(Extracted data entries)
== == ==

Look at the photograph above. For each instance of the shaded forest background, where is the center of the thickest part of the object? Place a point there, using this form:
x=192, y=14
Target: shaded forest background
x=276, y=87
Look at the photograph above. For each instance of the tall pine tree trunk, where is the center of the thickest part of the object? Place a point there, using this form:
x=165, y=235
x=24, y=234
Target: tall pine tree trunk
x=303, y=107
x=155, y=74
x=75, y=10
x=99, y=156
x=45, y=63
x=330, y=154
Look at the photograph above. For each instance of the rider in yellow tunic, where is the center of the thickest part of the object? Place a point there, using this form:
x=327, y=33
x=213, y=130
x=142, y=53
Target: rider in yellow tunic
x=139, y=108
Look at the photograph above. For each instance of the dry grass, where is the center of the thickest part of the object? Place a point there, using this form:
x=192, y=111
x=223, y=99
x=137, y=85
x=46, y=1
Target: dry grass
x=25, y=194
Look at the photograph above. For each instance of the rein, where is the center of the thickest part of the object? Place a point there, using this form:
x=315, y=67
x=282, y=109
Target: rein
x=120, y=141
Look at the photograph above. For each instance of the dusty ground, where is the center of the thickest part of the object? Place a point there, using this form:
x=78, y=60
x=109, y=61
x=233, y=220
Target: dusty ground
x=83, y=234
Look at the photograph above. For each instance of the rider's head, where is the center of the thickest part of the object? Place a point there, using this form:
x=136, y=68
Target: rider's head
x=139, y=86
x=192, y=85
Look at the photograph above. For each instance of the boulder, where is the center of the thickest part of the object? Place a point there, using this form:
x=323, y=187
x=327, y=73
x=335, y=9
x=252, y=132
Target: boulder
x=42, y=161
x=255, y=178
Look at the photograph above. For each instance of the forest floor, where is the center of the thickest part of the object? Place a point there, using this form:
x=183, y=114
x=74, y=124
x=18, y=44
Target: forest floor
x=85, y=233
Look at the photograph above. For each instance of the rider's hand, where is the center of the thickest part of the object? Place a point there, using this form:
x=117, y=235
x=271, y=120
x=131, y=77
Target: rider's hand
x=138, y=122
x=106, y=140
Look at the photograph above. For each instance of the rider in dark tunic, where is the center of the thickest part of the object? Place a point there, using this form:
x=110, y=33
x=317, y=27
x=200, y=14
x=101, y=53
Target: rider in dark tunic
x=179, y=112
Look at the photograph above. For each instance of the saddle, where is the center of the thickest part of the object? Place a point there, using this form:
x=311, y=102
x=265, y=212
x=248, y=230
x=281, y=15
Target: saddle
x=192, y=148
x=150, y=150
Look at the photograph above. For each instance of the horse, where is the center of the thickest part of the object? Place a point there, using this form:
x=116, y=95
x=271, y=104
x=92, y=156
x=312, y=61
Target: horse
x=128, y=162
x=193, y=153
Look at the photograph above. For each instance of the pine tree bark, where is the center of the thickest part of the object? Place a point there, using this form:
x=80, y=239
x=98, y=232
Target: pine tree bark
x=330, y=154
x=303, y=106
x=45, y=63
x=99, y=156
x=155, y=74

== == ==

> [What the task requires] Restate every entry above word for word.

> [Task output]
Look at the photograph above. For each instance of the shaded forest background, where is the center of the thickest part of the object? Place a point there, using this form:
x=192, y=14
Target: shaded forest background
x=276, y=87
Look at the photograph above. For each instance of the tall pine tree trunk, where is the center of the thickest part of the object? Place a point there, using this form:
x=165, y=235
x=24, y=234
Target: tall pine tree trunk
x=303, y=107
x=155, y=74
x=75, y=10
x=99, y=156
x=45, y=63
x=330, y=154
Look at the photograph above. For each instance of the rider in yellow tunic, where is the center of the thickest part of the object? Place a point there, using this form:
x=327, y=33
x=213, y=130
x=142, y=53
Target: rider in yellow tunic
x=139, y=108
Look at the photograph above. For each instance of the dry grass, where is the center of the thickest part of the object? Place a point there, using this form:
x=192, y=111
x=223, y=99
x=137, y=85
x=46, y=1
Target: dry grass
x=25, y=194
Look at the photograph above. For each instance of the rein, where is the center of the thickest part of the object? Place a point there, using this form:
x=315, y=67
x=282, y=109
Target: rein
x=120, y=141
Look at the photograph above. For each instance of the dusty ground, where is the center of the thickest part of the object? Place a point there, using this form:
x=78, y=60
x=109, y=61
x=233, y=220
Target: dusty ground
x=83, y=234
Look at the photograph above. For each instance of the rider's head, where is the center of the thickest part of the object? Place a point there, using this form:
x=136, y=68
Target: rider's head
x=139, y=86
x=192, y=85
Look at the photograph above. For each instance of the boulder, where is the center of the thickest part of the object? Place a point there, using this form:
x=323, y=187
x=327, y=73
x=335, y=9
x=252, y=132
Target: boulder
x=42, y=161
x=255, y=178
Look at the photograph above. For each instance of the forest floor, where is the center of the thickest part of the object? Place a point there, using this form:
x=183, y=114
x=74, y=124
x=18, y=44
Target: forest floor
x=85, y=233
Look at the photograph above. For each instance of the rider's hand, where is the center of the thickest part of the object? Place a point there, using this form:
x=117, y=235
x=271, y=120
x=131, y=77
Target: rider's hand
x=138, y=122
x=106, y=140
Look at the photograph above. For each instance of the rider in dark tunic, where is the center of the thickest part of the object? Place a point there, using this form:
x=110, y=33
x=317, y=27
x=200, y=14
x=101, y=53
Target: rider in dark tunic
x=179, y=112
Look at the photograph above. For each instance of the saddle, where is the center of the thickest part of the object? Place a point there, using this form:
x=311, y=102
x=265, y=212
x=248, y=230
x=281, y=15
Target: saddle
x=192, y=148
x=150, y=150
Look at the photograph above. For each instance of the horse, where is the center of the thickest part of the object? Place a point there, using this form:
x=116, y=95
x=271, y=104
x=92, y=156
x=312, y=61
Target: horse
x=128, y=162
x=193, y=153
Look at the photograph above. For each instance of the pine tree bark, where is the center of the thickest part of the object? Place a point there, using this form:
x=80, y=239
x=98, y=232
Target: pine tree bark
x=330, y=154
x=303, y=106
x=45, y=63
x=99, y=156
x=155, y=74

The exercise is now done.